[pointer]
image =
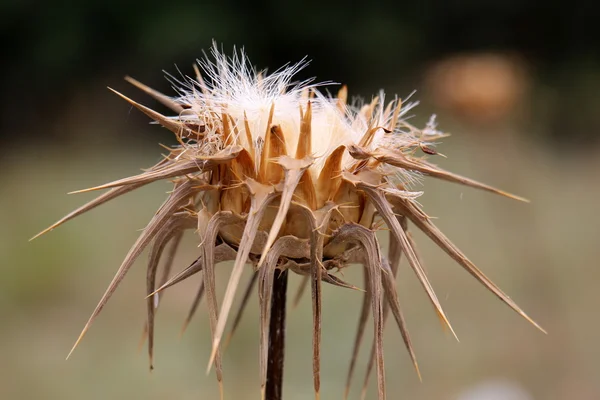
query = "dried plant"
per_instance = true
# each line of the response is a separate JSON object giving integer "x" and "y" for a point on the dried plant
{"x": 276, "y": 174}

> СУТЬ ЗАДАНИЯ:
Отредактируйте все записи, заменив «dried plant» на «withered plant» и сохранив остальное без изменений. Изображения в ответ не включайте.

> РЕЗУЛЬТАТ:
[pointer]
image =
query = "withered plant"
per_instance = true
# each line of the response is a separate JSON object giving integer "x" and "y" for a point on the withered plant
{"x": 276, "y": 174}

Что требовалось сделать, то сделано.